WHAT IS BEING ASKED:
Reproduce verbatim the stretch of rows below, from the line containing "Each instance of the white arrow" through the end of the rows.

INPUT ROWS:
--------------------

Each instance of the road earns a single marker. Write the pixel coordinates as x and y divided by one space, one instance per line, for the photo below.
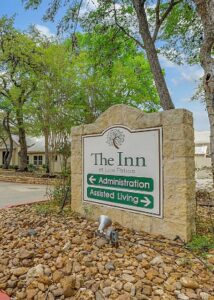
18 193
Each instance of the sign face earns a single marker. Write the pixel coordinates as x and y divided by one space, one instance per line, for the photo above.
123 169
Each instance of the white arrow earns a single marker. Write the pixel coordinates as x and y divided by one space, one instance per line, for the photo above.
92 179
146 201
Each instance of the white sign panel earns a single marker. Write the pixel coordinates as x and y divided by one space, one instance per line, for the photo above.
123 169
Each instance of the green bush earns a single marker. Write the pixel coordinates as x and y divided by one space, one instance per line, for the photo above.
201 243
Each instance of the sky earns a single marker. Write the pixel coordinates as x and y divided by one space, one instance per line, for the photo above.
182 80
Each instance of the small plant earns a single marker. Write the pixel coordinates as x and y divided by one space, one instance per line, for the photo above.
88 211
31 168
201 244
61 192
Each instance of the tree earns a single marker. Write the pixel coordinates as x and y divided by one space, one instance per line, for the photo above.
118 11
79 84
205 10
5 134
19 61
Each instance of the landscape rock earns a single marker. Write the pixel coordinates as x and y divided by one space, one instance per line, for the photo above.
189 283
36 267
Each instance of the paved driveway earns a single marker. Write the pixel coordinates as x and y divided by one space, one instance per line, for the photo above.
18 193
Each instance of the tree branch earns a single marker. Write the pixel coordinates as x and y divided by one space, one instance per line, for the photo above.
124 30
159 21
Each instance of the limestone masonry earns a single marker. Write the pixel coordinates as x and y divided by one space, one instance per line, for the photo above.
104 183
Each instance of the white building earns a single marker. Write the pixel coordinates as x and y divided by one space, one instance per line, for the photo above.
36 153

--------------------

FULL OUTPUT:
Each instance of the white arrow earns a single marker. Write the pixel coordinates as x and y divided by one space, one instance per line, for the photo above.
92 179
146 201
Each instance of the white sign panel earns a single marker. Write the pixel coordinates as x and y divided by one space, one instance per line, for the photo above.
123 169
Each instance of the green bush earns a single marker. Write the pixel coordinates as x and y divided by one space, one instance per line, for the photo above.
201 243
Each instance of the sky earns a single marker. Write the pixel coordinates as x and y divided by one space, one instance per line, for the photo above.
182 80
Each instance of the small plant earns a single marker. Write the pixel coordinates as x and y divided by one space, one instance per line, for the photo above.
88 211
31 168
201 244
61 192
Each instance of the tree earns a single marker. Write the pixel coordinates as x and y divided by one space, one instance per line, for the photo above.
118 11
79 84
205 10
5 134
19 61
Each instance of the landscape rock earns a single marker. Write the pixel coordinates as x and y divided by one space, one instance per line, for the photo above.
189 283
36 267
Each instance of the paved driveway earns a single marker. Write the pixel coordinates as x and y divided by one space, one instance per line, for the photo above.
18 193
Each instance of the tree branch earns a single marker. Write the pixel coordinates as x and y divided by one space, one instance per line, for the photo above.
124 30
159 21
Each instance of the limestone masonry earns a single marker. Write the pixel coordinates as x and y divided by one space, one instance per line, for the photo above.
104 183
Each instance of the white building earns a single marker. Write the pixel coordinates as x and y divided by one space, one instance per line, for the photo above.
36 153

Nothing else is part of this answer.